Cass. Sez. III sent. 26149 del 15
luglio 2005 (c.c. 9 giugno 2005)
Pres. Savignano Est.Petti Ric.Barbadoro
Urbanistica - Subordinazione della
sospensione condizionale della pena alla demolizione del manufatto abusivo.
La subordinazione della sospensione condizionale della pena alla demolizione del
manufatto abusivo non è incompatibile con l'avvenuta acquisizione dell'immobile
medesimo al patrimonio comunale a seguito di inottemperanza alla ordinanza di
demolizione.
REPUBBLICA ITALIANA
IN NOME DEL POPOLO ITALIANO
LA CORTE SUPREMA DI CASSAZIONE
Composta dagli Ill.mi Sigg.ri Magistrati: Camera di consiglio
Dott. SAVIGNANO Giuseppe - Presidente - del 09/06/2005
Dott. PETTI Ciro - Consigliere - SENTENZA
Dott. FIALE Aldo - Consigliere - N. 742
Dott. FRANCO Amedeo - Consigliere - REGISTRO GENERALE
Dott. AMOROSO Giovanni - Consigliere - N. 49418/2004
ha pronunciato la seguente:
SENTENZA
sul ricorso proposto da:
BARBADORO Gerlando, nato ad Agrigento il 3 febbraio del 1958;
avverso l'ordinanza della corte d'appello di Palermo del 2 novembre 2004;
udita la relazione svolta dal Consigliere Dott. Ciro Petti;
letta la requisitoria del Pubblico Ministero nella persona del Sostituto
Procuratore Generale Dott. IACOVIELLO Francesco Mauro, il quale ha concluso per
l'annullamento con rinvio del provvedimento impugnato.

### CONTENUTO DEL DATASET:

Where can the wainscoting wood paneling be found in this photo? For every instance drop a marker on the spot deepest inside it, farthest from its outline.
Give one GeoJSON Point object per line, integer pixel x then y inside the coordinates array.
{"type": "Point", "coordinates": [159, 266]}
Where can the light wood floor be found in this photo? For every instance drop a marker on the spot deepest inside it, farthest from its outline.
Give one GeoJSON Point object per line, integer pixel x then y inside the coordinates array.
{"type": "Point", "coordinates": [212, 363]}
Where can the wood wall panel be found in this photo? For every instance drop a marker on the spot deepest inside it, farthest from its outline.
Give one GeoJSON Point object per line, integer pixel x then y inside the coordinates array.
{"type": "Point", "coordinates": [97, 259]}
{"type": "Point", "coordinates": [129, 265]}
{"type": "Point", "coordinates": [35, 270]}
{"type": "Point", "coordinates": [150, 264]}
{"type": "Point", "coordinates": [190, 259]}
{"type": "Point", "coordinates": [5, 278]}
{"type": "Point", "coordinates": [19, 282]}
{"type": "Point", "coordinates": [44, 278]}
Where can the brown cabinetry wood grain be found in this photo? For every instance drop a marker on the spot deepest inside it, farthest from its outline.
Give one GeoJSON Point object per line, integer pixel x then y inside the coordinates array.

### COMPITI DA SVOLGERE:
• 1. Rispondi a queste domande sulla sentenza della Cassazione:
(a) Quale consigliere ha svolto la relazione?
(b) Contro quale provvedimento è stato proposto il ricorso?
(c) Quale conclusione ha chiesto il Pubblico Ministero?
• 2. Prosegui la sentenza della Cassazione sulla demolizione del manufatto abusivo, partendo dopo l'ultima frase riportata.
Le righe del dataset sono materiale a sé stante, separato dalla sentenza.

### LE RISPOSTE:
• 1.
(a) La relazione è stata svolta dal Consigliere Dott. Ciro Petti.
(b) Il ricorso è stato proposto contro l'ordinanza della corte d'appello di Palermo del 2 novembre 2004.
(c) Il Pubblico Ministero ha concluso per l'annullamento con rinvio del provvedimento impugnato.

• 2.
Osserva:
IN FATTO
Con sentenza del pretore di Agrigento del 10 dicembre 1999, Barbadoro Gerlando è
stato condannato alla pena di mesi uno di arresto e lire venticinquemilioni di
ammenda, quale responsabile di costruzione abusiva in zona paesaggisticamente
vincolata e dei reati satelliti. La pena è stata sospesa subordinatamente alla
demolizione dell'opera abusiva. A seguito d'impugnazione, la corte d'appello
dichiarava estinti per prescrizione i reati ascritti ai capi e) e d) e riduceva
la pena inflitta per gli altri reati. Con sentenza del 28 febbraio 2002, la
Corte di Cassazione, adita su ricorso dell'imputato, annullava solo parzialmente
la sentenza impugnata relativamente ad uno dei reati contestati confermando la
condanna per il reato edilizio con la conseguente subordinazione del beneficio
della sospensione della pena alla demolizione del manufatto. Con nota del 25
marzo 2004 la procura generale chiedeva dichiararsi non avverata la condizione
alla quale era stata subordinata la sospensione della pena e conseguentemente
eseguibile la sanzione inflitta. Resisteva al ricorso il condannato producendo
documentazione dalla quale risultava che in data 11 novembre 1999 il sindaco del
Comune di Agrigento aveva emesso nei suoi confronti ingiunzione a demolire non
eseguita e che il verbale di inottemperanza all'ordinanza, redatto il 30 giugno
2000, doveva ritenersi definitivo. Chiedeva pertanto che fosse rigettato il
ricorso con la conferma del beneficio della sospensione senza condizione giacché
non poteva demolire un manufatto che era divenuto di proprietà comunale. La
corte accoglieva il ricorso del procuratore generale osservando che qualsiasi
ragione opponibile alla statuizione del pretore avrebbe dovuto essere dedotta
nel giudizio di merito.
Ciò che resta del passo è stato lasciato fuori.